Please count how many lines in the data below contain the string "indicate", treating uppercase and lowercase as different, and reply with the number alone.

[START Exercise data]

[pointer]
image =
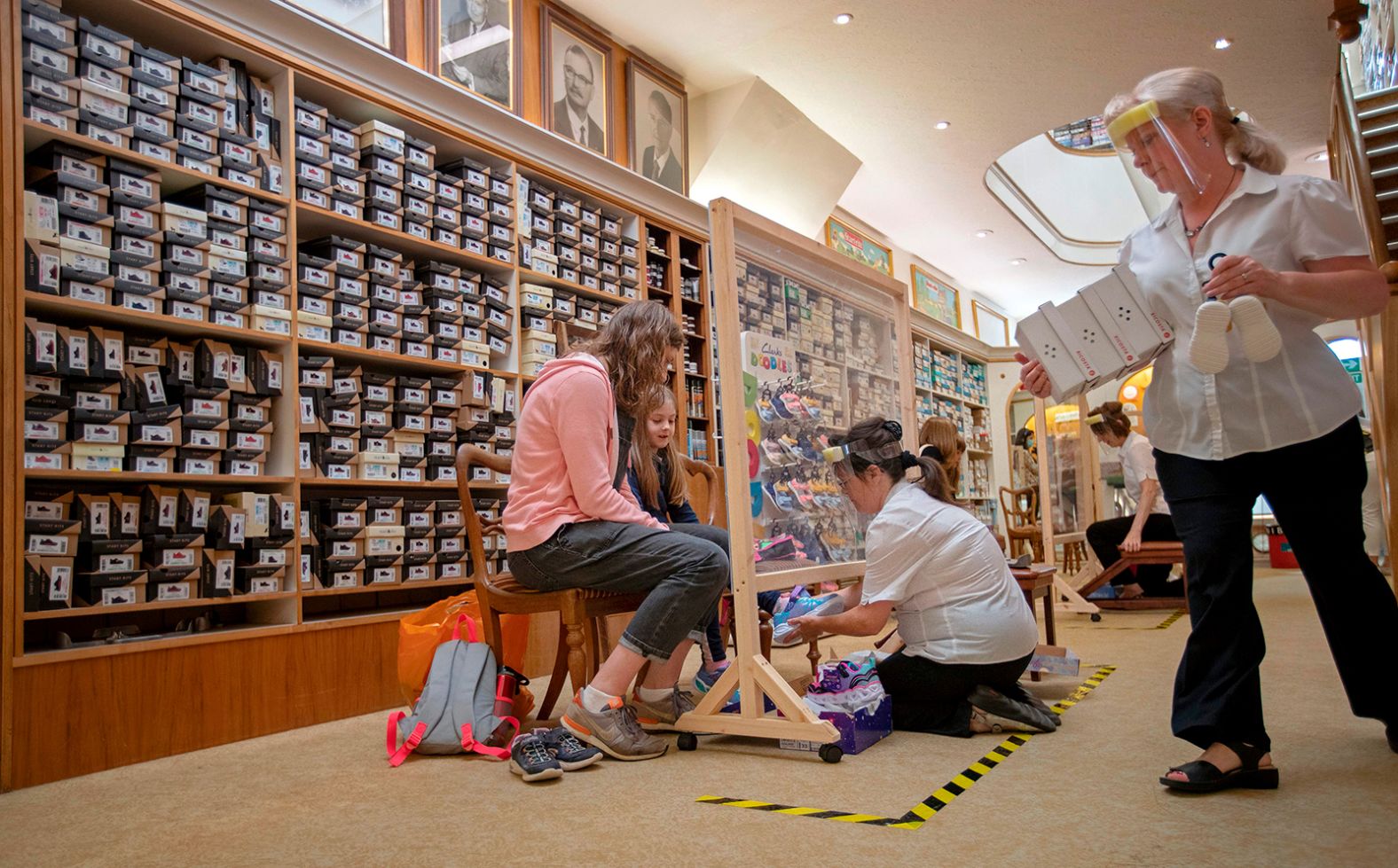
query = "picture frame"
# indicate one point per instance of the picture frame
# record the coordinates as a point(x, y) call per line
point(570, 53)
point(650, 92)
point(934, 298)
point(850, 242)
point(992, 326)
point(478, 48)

[END Exercise data]
[START Exercise data]

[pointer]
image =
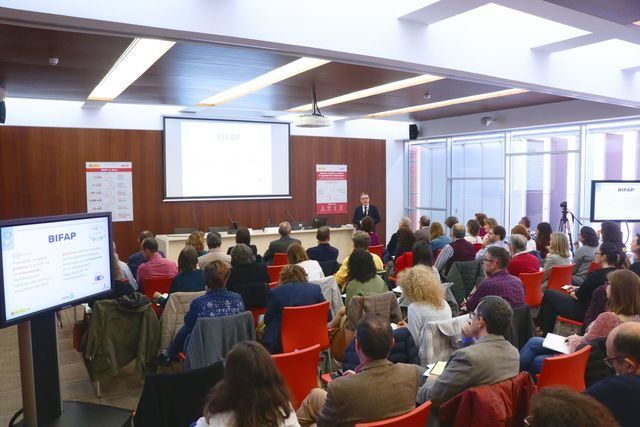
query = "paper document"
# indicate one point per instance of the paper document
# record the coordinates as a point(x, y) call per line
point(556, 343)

[END Exercise data]

Response below: 2